• Texte extrait
•••

Ajoutons que ces carburants de synthèse sont critiqués par de nombreuses organisations environnementales, qui les jugent polluants, loin du zéro carbone. Et ce même si la loi européenne selon laquelle 100% des voitures vendues après 2035 devront être « zéro émission » est restée inchangée.

Une saga encore en cours

Et maintenant ? La Commission européenne avance pas à pas sur le dossier épineux des e-carburants.

  • Elle prépare un projet d’acte d’application qui définira les conditions d’utilisation de ces carburants dans le cadre du Règlement Euro 6 Standard, qui fixe les normes d’émissions pour les véhicules.
  • Le projet sera soumis aux États membres dans les prochaines semaines, en vue d’un vote en commission plus tard cette année, selon un porte-parole qui s’est confié à Euractiv. Une réunion du groupe de travail, qui réunit des représentants des 27 pays de l’UE, est déjà programmée pour début octobre.
  • Mauvaise nouvelle : cela se fera sans l’architecte du Pacte vert, le commissaire européen à l’Environnement Frans Timmermans, qui a démissionné pour se présenter aux élections législatives anticipées aux Pays-Bas, en octobre également.

•••

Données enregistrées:
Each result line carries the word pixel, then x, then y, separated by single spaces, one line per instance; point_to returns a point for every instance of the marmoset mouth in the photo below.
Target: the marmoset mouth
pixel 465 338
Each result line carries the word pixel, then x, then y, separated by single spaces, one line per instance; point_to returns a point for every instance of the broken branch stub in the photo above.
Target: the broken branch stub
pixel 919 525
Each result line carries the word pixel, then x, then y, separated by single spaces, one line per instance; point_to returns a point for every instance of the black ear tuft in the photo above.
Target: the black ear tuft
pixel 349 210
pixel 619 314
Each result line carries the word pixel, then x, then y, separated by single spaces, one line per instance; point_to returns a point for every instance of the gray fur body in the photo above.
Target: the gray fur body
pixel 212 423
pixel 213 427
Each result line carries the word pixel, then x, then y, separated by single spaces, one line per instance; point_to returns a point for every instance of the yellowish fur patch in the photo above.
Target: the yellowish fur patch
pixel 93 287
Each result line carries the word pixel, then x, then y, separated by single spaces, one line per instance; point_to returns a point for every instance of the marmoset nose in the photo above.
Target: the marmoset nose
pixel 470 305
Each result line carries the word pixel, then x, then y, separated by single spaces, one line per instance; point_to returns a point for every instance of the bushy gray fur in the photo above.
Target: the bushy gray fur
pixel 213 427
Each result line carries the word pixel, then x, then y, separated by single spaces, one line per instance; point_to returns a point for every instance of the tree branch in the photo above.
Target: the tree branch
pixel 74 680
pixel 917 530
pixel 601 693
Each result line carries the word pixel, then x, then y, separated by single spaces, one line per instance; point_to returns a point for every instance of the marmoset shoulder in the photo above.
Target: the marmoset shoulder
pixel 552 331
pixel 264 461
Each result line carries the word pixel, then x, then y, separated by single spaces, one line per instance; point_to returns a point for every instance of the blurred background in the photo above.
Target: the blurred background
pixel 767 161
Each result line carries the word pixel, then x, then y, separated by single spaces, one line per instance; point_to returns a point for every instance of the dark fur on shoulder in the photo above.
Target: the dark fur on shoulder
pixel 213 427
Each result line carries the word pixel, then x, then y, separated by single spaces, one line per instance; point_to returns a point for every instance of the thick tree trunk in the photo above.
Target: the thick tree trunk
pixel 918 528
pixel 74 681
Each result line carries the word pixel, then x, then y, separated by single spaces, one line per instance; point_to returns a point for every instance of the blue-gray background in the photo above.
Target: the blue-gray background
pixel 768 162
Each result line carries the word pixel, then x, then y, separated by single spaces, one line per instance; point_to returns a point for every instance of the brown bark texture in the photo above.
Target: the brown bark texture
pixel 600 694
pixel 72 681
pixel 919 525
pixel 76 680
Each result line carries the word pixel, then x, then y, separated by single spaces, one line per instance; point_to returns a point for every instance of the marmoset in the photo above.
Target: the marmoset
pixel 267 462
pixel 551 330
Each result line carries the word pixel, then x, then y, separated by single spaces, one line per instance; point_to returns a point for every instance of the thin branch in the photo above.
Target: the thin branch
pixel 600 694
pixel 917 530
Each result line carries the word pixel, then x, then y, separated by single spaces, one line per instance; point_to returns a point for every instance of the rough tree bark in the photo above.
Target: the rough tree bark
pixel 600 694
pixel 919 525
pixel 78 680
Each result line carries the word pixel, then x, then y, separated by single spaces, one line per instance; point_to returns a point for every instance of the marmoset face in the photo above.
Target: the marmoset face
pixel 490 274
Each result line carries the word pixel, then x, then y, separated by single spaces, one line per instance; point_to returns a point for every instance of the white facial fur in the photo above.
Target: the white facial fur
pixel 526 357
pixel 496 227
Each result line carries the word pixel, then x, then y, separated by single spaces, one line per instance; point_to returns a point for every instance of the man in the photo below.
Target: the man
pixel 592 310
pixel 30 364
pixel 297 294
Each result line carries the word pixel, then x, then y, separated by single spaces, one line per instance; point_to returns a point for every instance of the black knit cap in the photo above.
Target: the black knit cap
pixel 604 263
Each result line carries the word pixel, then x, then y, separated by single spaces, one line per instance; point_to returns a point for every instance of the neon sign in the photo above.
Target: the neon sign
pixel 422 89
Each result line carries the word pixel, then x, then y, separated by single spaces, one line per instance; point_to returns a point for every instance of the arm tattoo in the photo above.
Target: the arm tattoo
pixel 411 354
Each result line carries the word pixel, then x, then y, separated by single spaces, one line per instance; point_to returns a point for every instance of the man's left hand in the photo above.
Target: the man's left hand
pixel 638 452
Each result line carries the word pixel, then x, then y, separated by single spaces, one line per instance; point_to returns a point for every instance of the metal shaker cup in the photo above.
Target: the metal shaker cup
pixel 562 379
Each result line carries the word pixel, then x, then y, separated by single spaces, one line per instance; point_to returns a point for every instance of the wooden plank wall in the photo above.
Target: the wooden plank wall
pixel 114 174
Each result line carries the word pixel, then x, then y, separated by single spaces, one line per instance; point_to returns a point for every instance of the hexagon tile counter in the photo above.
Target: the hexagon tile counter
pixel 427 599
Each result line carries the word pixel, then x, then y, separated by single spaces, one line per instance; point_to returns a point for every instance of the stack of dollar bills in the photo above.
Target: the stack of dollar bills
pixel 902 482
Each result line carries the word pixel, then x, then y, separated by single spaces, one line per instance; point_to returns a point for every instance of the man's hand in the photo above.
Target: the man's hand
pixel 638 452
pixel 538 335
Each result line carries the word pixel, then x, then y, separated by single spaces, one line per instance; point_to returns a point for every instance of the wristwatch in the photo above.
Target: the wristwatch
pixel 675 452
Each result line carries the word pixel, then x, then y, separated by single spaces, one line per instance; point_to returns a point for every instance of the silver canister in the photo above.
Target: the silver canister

•••

• Exercice écrit 1
Relevez, dans le texte sur les e-carburants, toutes les indications de temps qui situent un événement dans l'avenir.
• Exercice écrit 2
Recopiez, dans la liste, les lignes allant de celle qui contient « marmoset in the photo above. » jusqu'à celle qui contient « pixel 496 227 », cette dernière incluse.

• Réponse attendue 1
- après 2035
- dans les prochaines semaines
- plus tard cette année
- début octobre
- en octobre également

• Réponse attendue 2
Each result line carries the word pixel, then x, then y, separated by single spaces, one line per instance; point_to returns a point for every instance of the marmoset in the photo above.
Target: the marmoset
pixel 267 462
pixel 551 330
Each result line carries the word pixel, then x, then y, separated by single spaces, one line per instance; point_to returns a point for every instance of the thin branch in the photo above.
Target: the thin branch
pixel 600 694
pixel 917 530
Each result line carries the word pixel, then x, then y, separated by single spaces, one line per instance; point_to returns a point for every instance of the rough tree bark in the photo above.
Target: the rough tree bark
pixel 600 694
pixel 919 525
pixel 78 680
Each result line carries the word pixel, then x, then y, separated by single spaces, one line per instance; point_to returns a point for every instance of the marmoset face in the photo above.
Target: the marmoset face
pixel 490 274
Each result line carries the word pixel, then x, then y, separated by single spaces, one line per instance; point_to returns a point for every instance of the white facial fur in the photo above.
Target: the white facial fur
pixel 526 357
pixel 496 227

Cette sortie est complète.